Things to do ->
1. In the climate feedback passage, what does methane break down into when sunlight and ozone are present?
2. Pick up the climate feedback passage after its final sentence and keep writing it.

Quoted passage ->
________
What would you say, represents the whole picture in way that is the closest to reality.

This wasn't addressed to me, but I'd like to answer.

There really is nothing we can accurately compare the climate to. The climate is a massively complex, non-linear, MIMO control system, much larger than anything we have ever successfully analyzed. It is often described as "chaotic," but in reality chaotic simply means "subject to random fluctuations," and random simply means "things we can't quantify accurately."

Just look at some of the feedbacks for the carbon dioxide concentration:
  • CO2 can absorb and re-emit a narrow band of EM radiation in the infrared range, which will reflect some heat energy back towards the planet. Positive feedback. Heat reflected is not a linear function of CO2 density. Non-linear positive feedback.
  • CO2 levels are one of the major controls on photosynthesis, which absorbs CO2 from the surrounding medium. Non-linear externally-regulated negative feedback.
  • Increased flora will, unless offset externally, lead to increased fauna feeding off the flora. Fauna will produce methane during the digestion process (which is more potent than CO2 as to spectrum absorption), but will also fertilize the soil via excretion. That's two nonlinear externally-influenced feedbacks, one positive and one negative.
  • Methane in the presence of sunlight and ozone will break down into water and carbon dioxide. That's a minor non-linear negative feedback.
________
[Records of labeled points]

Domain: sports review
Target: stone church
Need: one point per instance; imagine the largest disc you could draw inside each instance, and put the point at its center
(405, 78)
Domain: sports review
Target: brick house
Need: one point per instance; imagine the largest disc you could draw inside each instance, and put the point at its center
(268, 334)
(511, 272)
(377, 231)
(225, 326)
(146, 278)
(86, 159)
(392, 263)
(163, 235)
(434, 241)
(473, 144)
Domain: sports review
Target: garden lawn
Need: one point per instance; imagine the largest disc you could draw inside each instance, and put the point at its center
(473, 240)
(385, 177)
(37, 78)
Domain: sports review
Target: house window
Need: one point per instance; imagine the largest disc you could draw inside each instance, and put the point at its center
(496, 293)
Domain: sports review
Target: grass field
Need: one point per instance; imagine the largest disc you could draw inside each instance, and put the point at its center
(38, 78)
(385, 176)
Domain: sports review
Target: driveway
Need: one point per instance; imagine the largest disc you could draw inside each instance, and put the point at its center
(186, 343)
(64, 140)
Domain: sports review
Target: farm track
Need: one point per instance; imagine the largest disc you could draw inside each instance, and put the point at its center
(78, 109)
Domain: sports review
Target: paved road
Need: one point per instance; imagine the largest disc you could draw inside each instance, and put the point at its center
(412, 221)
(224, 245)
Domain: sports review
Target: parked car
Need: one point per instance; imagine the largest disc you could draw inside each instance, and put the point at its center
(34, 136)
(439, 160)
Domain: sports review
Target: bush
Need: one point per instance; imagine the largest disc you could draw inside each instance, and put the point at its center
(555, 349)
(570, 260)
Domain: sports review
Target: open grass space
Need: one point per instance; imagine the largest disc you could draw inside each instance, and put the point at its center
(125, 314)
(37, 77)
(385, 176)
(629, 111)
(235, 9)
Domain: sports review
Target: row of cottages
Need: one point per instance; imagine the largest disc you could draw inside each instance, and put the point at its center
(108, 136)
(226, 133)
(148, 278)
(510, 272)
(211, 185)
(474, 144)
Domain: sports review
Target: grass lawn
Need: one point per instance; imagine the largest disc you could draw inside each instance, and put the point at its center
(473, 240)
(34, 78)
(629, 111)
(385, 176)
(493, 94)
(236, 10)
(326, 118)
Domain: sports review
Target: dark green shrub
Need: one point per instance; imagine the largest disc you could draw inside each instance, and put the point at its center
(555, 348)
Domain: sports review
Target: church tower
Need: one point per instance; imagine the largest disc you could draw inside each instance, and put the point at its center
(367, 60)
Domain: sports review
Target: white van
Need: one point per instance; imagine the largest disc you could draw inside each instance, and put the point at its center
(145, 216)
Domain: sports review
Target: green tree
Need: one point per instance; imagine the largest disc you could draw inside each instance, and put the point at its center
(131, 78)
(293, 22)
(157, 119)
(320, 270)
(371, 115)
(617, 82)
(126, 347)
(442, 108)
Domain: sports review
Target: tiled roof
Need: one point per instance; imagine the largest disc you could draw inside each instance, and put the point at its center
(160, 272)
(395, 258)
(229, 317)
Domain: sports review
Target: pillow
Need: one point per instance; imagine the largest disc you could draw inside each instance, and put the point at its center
________
Answers to the problems ->
1. Water and carbon dioxide.

2.
And that's just for carbon-dioxide-related feedbacks. Now we can talk about urbanization (positive), albedo (compound non-linear positive), shift in black-body frequencies relative to CO2 absorption bands (non-linear undetermined), solar energy received (assumed constant with minimal feedback), actual heat produced through energy conversions (non-linear positive), Milankovitch cycles (non-linear undetermined), etc., etc., etc.

And that likely doesn't scratch the surface of the actual number of feedback mechanisms.

When confronted with analysis of any control circuit that is beyond direct analysis, the only realistic approach to verify stability is to observe actions outside normal parameters. The number of experiments that must be run to allow for non-linearity is an exponential function of the number of feedbacks. In addition, we obviously cannot suddenly increase the amount of CO2 to test what will happen and then put it back where it was if the system becomes unstable. So all we can do is observe, consider, and hypothesize... which is what climatology does. It takes questionable data and makes every attempt to validate it, then compares the actions of the climate under differing conditions to get an idea of what feedback systems matter to what degree both when they fluctuate alone and with other feedbacks.

That's a fancy way of saying we cannot look at climatology using the "all other things stable" approach. Non-linearity does not work like that. That's why non-linear analysis is so difficult.

I have done a partial analysis of my local climate using NOAA data from 1950. The result appears to me to be sinusoidal. If there is a hidden linear rise in temperature, I do not see it; it is so minimal as to be invisible against the backdrop of normal fluctuations. That tells me that, as long as the waveform appears primarily sinusoidal and not underdamped, we are not in any danger. I reject the populist concerns over Global Warming simply because they are political, not scientific.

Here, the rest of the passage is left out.